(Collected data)

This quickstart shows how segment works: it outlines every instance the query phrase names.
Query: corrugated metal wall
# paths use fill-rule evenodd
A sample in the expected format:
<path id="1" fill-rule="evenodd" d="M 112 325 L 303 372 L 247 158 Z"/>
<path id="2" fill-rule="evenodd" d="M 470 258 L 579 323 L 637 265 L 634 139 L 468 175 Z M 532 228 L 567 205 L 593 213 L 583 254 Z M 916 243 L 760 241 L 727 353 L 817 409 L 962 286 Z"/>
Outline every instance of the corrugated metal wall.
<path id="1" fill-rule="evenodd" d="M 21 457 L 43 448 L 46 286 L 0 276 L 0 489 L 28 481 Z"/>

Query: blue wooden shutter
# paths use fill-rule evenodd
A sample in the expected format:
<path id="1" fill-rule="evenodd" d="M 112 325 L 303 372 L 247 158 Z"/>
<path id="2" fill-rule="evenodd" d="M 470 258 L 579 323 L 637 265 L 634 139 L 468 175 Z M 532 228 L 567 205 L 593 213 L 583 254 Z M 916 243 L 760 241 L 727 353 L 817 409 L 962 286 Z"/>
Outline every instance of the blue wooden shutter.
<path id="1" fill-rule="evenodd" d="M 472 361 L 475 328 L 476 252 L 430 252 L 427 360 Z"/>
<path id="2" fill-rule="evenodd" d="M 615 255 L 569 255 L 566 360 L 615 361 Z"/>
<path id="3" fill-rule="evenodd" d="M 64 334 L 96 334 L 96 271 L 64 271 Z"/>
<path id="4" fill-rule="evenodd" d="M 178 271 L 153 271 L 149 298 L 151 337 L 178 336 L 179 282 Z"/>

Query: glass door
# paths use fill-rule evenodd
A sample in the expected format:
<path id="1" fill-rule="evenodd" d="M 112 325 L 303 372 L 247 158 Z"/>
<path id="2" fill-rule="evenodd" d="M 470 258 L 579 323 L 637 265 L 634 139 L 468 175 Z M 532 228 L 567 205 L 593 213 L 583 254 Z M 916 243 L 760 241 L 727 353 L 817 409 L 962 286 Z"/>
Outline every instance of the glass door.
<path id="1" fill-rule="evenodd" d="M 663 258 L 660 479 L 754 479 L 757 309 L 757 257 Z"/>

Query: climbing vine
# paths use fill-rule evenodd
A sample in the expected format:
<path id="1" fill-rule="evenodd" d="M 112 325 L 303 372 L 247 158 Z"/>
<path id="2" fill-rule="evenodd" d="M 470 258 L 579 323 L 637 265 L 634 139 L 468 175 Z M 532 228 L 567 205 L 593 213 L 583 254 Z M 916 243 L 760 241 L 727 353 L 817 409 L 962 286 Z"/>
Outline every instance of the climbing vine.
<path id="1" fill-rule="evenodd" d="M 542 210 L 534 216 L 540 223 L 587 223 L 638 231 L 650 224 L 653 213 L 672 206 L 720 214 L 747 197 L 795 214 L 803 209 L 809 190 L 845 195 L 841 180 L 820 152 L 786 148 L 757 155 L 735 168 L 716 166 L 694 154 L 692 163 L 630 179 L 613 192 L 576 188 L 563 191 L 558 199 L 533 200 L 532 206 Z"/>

_Task brief_
Output the data exactly, so that every line matches the original.

_Answer for the task_
This quickstart shows how segment works: it outlines every instance the query phrase names.
Query: corrugated metal wall
# paths use fill-rule evenodd
A sample in the expected format:
<path id="1" fill-rule="evenodd" d="M 112 325 L 303 372 L 247 158 Z"/>
<path id="2" fill-rule="evenodd" d="M 470 258 L 579 323 L 637 265 L 634 139 L 468 175 Z M 532 228 L 567 205 L 593 213 L 583 254 Z M 916 243 L 760 241 L 727 353 L 817 409 L 962 286 Z"/>
Outline every instance of the corrugated metal wall.
<path id="1" fill-rule="evenodd" d="M 21 457 L 43 448 L 46 286 L 0 276 L 0 489 L 28 481 Z"/>

Query: blue wooden shutter
# paths use fill-rule evenodd
A sample in the expected format:
<path id="1" fill-rule="evenodd" d="M 112 325 L 303 372 L 247 158 Z"/>
<path id="2" fill-rule="evenodd" d="M 470 258 L 579 323 L 637 265 L 634 139 L 468 175 Z M 532 228 L 567 205 L 593 213 L 583 254 Z M 916 243 L 760 241 L 727 353 L 817 409 L 962 286 Z"/>
Outline every instance of the blue wooden shutter.
<path id="1" fill-rule="evenodd" d="M 472 361 L 475 328 L 476 252 L 430 252 L 427 360 Z"/>
<path id="2" fill-rule="evenodd" d="M 615 255 L 569 255 L 566 360 L 615 361 Z"/>
<path id="3" fill-rule="evenodd" d="M 64 334 L 96 334 L 96 271 L 64 271 Z"/>
<path id="4" fill-rule="evenodd" d="M 178 271 L 153 271 L 149 298 L 151 337 L 178 336 L 179 282 Z"/>

Query: glass door
# paths use fill-rule evenodd
A sample in the expected format:
<path id="1" fill-rule="evenodd" d="M 112 325 L 303 372 L 247 158 Z"/>
<path id="2" fill-rule="evenodd" d="M 470 258 L 579 323 L 637 265 L 634 139 L 468 175 Z M 532 228 L 567 205 L 593 213 L 583 254 Z M 916 243 L 760 241 L 727 353 L 817 409 L 962 286 Z"/>
Outline every instance of the glass door.
<path id="1" fill-rule="evenodd" d="M 663 258 L 660 479 L 754 479 L 757 309 L 757 257 Z"/>

Query: climbing vine
# paths use fill-rule evenodd
A sample in the expected format:
<path id="1" fill-rule="evenodd" d="M 112 325 L 303 372 L 247 158 Z"/>
<path id="2" fill-rule="evenodd" d="M 470 258 L 579 323 L 637 265 L 634 139 L 468 175 Z M 532 228 L 567 205 L 593 213 L 583 254 Z M 916 243 L 760 241 L 727 353 L 817 409 L 962 286 Z"/>
Outline every instance of the climbing vine.
<path id="1" fill-rule="evenodd" d="M 542 210 L 534 216 L 540 223 L 587 223 L 638 231 L 650 224 L 653 213 L 672 206 L 720 214 L 747 197 L 795 214 L 803 209 L 809 190 L 845 195 L 841 180 L 820 152 L 786 148 L 757 155 L 735 168 L 716 166 L 694 154 L 692 163 L 630 179 L 613 192 L 576 188 L 563 191 L 558 199 L 533 200 L 532 206 Z"/>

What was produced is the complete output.